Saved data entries
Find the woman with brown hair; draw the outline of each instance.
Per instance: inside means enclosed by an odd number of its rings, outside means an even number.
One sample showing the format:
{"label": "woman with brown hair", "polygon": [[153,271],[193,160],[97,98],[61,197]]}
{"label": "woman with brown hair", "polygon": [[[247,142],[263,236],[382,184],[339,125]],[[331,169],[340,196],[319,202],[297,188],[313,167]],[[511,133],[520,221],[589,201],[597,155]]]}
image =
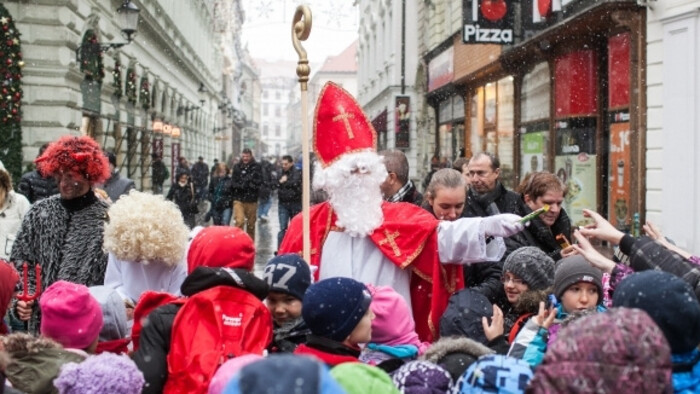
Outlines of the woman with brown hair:
{"label": "woman with brown hair", "polygon": [[[517,188],[528,214],[549,205],[549,210],[530,222],[525,230],[507,238],[506,255],[523,246],[536,246],[554,261],[575,254],[571,246],[562,248],[560,240],[571,239],[571,220],[562,207],[567,187],[556,175],[549,172],[528,174]],[[557,240],[557,236],[560,240]],[[565,238],[564,238],[565,237]]]}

EXERCISE REQUIREMENTS –
Please repeat all of the data exactly, excluding images.

SOLVED EXERCISE –
Find the woman with brown hair; draw the outline of each instance.
Per instance: inside means enclosed by an odd number of its rings, outside means an even number.
One sample showing the format:
{"label": "woman with brown hair", "polygon": [[153,271],[193,160],[97,98],[61,197]]}
{"label": "woman with brown hair", "polygon": [[[247,142],[263,236],[382,184],[339,125]],[[331,169],[340,196],[319,202],[297,188],[313,167]],[[511,133],[520,221],[589,201],[597,155]]]}
image =
Outlines of the woman with brown hair:
{"label": "woman with brown hair", "polygon": [[[517,188],[528,214],[549,205],[549,210],[530,222],[525,230],[507,238],[506,255],[523,246],[536,246],[554,261],[575,254],[571,246],[562,248],[560,240],[571,239],[571,220],[562,207],[567,187],[556,175],[549,172],[528,174]],[[557,240],[557,236],[560,240]],[[565,238],[564,238],[565,237]]]}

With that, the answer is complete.